Required task: Please tally the lines below that contain the string "surface", treating case as significant, and give only the number.

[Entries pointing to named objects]
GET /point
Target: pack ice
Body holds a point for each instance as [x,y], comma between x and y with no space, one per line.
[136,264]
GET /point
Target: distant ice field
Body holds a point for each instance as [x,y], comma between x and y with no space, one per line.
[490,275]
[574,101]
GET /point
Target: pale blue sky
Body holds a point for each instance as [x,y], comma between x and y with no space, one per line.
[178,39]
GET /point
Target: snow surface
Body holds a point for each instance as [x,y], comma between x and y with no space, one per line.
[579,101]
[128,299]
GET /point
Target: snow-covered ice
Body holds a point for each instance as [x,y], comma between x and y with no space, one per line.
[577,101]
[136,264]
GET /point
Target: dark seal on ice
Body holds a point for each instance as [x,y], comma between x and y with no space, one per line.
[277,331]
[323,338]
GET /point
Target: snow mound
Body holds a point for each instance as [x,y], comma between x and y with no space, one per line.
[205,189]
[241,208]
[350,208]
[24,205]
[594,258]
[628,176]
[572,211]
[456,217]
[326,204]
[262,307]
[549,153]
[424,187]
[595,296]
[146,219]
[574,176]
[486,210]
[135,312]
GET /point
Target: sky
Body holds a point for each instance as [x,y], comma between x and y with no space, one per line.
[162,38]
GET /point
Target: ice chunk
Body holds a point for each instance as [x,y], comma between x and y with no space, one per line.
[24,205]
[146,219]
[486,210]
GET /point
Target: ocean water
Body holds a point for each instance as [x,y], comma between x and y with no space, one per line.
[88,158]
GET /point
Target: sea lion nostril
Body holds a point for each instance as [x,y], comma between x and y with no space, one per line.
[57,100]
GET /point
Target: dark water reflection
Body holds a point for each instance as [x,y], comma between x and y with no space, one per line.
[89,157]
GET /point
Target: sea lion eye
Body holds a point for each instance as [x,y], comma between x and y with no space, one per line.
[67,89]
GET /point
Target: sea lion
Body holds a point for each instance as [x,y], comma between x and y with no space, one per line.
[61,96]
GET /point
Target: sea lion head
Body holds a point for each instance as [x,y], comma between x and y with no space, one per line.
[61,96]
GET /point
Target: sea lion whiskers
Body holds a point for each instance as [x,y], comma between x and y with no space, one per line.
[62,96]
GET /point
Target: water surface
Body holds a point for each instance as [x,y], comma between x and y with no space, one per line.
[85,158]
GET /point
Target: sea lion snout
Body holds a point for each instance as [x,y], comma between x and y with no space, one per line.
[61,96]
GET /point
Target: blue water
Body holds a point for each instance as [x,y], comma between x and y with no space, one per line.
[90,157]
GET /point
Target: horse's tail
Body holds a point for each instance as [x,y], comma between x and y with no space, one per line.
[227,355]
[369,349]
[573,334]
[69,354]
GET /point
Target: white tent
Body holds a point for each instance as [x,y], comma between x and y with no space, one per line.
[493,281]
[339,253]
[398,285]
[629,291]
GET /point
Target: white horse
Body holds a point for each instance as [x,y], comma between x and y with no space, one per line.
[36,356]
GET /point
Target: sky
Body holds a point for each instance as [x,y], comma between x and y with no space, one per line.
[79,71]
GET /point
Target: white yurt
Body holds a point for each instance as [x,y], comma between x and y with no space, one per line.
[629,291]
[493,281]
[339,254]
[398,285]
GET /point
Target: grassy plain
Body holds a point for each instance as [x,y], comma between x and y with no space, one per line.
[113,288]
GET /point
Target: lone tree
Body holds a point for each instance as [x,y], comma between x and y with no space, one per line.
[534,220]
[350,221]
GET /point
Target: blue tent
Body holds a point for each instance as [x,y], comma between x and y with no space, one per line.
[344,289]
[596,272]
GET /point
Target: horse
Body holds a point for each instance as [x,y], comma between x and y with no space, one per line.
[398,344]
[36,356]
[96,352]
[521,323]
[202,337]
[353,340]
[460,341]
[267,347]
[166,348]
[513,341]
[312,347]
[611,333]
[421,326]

--

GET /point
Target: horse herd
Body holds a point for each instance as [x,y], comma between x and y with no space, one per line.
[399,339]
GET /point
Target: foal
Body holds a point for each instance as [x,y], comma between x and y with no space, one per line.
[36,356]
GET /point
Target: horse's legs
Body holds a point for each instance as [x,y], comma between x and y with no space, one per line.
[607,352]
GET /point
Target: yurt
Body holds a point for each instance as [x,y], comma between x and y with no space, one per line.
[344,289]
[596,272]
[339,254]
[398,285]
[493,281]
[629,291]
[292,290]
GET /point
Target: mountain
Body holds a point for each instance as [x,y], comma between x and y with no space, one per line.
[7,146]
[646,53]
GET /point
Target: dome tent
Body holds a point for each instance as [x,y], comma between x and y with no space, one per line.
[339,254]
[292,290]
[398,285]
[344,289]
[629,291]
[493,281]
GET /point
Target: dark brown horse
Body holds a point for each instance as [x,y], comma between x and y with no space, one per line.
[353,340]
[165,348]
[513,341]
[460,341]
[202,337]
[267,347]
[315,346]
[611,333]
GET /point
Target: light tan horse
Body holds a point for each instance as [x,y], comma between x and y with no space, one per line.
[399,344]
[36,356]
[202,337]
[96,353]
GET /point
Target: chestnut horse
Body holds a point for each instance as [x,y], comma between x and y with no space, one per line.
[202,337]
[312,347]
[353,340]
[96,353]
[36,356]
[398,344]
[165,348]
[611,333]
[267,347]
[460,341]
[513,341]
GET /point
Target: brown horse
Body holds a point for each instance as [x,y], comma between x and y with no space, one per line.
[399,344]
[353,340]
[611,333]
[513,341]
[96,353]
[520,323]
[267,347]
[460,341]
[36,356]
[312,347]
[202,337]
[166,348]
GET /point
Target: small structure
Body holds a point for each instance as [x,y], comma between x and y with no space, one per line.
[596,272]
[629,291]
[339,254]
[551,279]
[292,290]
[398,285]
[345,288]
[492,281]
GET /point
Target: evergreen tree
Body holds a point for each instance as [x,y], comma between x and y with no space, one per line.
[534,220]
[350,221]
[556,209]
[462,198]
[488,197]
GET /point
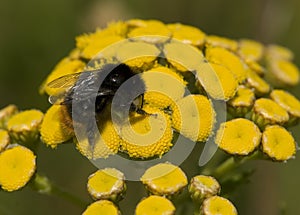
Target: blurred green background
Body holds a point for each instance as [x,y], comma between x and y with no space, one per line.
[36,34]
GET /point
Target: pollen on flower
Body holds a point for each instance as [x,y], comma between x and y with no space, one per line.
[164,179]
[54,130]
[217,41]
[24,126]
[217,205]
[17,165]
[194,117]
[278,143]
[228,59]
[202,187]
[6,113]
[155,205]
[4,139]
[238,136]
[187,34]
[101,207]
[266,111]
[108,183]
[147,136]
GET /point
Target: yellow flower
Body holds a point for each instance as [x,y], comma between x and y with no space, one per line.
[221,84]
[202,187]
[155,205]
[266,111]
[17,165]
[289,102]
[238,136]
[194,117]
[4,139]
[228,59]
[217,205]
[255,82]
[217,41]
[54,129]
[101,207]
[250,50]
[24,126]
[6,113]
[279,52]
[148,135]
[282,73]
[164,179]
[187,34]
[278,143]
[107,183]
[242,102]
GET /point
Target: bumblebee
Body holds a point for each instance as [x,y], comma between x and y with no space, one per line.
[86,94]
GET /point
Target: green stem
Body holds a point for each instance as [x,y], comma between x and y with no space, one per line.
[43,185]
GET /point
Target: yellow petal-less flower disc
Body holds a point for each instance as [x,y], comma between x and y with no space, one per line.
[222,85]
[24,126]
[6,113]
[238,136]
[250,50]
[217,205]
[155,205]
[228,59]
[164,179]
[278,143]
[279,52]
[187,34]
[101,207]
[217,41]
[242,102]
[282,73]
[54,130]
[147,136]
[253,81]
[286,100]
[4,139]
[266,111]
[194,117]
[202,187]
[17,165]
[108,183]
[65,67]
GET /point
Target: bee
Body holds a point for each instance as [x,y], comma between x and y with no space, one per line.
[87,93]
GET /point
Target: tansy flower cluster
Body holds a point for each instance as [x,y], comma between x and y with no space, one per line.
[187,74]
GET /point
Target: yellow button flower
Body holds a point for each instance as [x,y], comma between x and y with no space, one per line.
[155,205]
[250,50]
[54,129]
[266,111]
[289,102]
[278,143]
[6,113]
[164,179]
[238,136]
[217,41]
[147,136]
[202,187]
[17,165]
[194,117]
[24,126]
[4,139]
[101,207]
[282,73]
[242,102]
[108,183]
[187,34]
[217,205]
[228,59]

The answer: 2